=== Task directions ===
The data below is to be returned in full and exactly.

=== Recorded information ===
(begin)

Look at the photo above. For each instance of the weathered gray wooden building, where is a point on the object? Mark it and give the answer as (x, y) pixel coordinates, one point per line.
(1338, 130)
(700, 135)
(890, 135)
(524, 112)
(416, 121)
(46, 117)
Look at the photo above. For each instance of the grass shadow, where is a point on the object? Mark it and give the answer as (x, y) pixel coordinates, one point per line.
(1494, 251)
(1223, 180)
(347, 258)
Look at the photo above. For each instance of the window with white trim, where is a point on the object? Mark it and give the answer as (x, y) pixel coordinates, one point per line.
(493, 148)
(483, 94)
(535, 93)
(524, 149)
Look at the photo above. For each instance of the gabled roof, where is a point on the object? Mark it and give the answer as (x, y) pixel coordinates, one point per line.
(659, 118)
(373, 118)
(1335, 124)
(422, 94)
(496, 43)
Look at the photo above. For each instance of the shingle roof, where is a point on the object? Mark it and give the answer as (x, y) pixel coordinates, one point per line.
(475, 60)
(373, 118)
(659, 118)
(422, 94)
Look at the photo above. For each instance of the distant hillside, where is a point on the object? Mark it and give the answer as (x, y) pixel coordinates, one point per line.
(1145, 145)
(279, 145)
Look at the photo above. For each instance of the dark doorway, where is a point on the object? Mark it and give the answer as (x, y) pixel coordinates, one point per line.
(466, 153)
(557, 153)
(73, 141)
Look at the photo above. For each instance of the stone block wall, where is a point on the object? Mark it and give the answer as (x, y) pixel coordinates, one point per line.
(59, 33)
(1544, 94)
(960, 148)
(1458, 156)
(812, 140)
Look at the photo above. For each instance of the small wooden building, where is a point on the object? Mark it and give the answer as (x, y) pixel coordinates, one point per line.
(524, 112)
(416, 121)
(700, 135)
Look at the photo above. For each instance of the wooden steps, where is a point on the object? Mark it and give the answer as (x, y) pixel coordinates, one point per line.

(end)

=== Exercise result ===
Look at the photo above. For each instance of the weathered gray wooden building, where is a point on the object? Mark it and give the answer as (x, y) pixel coordinates, one point per line.
(1338, 130)
(700, 135)
(890, 135)
(524, 112)
(416, 121)
(46, 117)
Look at the photo above. For each instance of the grass shadow, where is a point on the object? Mark it and give the answer as (x, y) pixel coordinates, one point per line.
(1494, 251)
(1223, 180)
(347, 258)
Look at the photo above. For each instance of the window with white trim, where is a point on the object? Mark it and give the answer as (x, y) pixel coordinates, one point per line.
(493, 148)
(483, 94)
(535, 93)
(524, 149)
Look at the photo above. For each instance of the gabled roof, where is a point on the object? Mark it and give the answer as (x, y) pixel coordinates, one point per line.
(659, 118)
(373, 118)
(1335, 124)
(422, 94)
(496, 43)
Look at the photo above. For each instance of the shingle roof, where is a point on the object? Mark it and give the answer as (x, y) pixel coordinates, one point per line.
(475, 60)
(373, 118)
(659, 118)
(422, 94)
Look at the photo above. For each instance of the distant hillside, where is a point on the object? Mark it and give the answer as (x, y) pixel coordinates, one point per line.
(1145, 145)
(279, 145)
Look at the photo above. For each instance of the dark doorway, where is a point on the object? Mark it and give the answer as (x, y) pixel coordinates, one point per line.
(466, 153)
(557, 153)
(73, 141)
Look at the photo above. For each instance of the stone block wall, where is a point on the object? Mark it and give the answer as (x, y) pixel coordinates, one point per line.
(59, 33)
(1544, 94)
(960, 148)
(1458, 156)
(812, 140)
Look at the photo above. For each instance of the small wooden building, where is a point on the object? Mark it and give the answer as (x, y) pixel coordinates, one point per line.
(524, 112)
(416, 121)
(700, 135)
Look at the photo above. For each instance of the wooden steps, where is a point on the object? Mark it and give the answer as (x, y) pixel coordinates, one point per line.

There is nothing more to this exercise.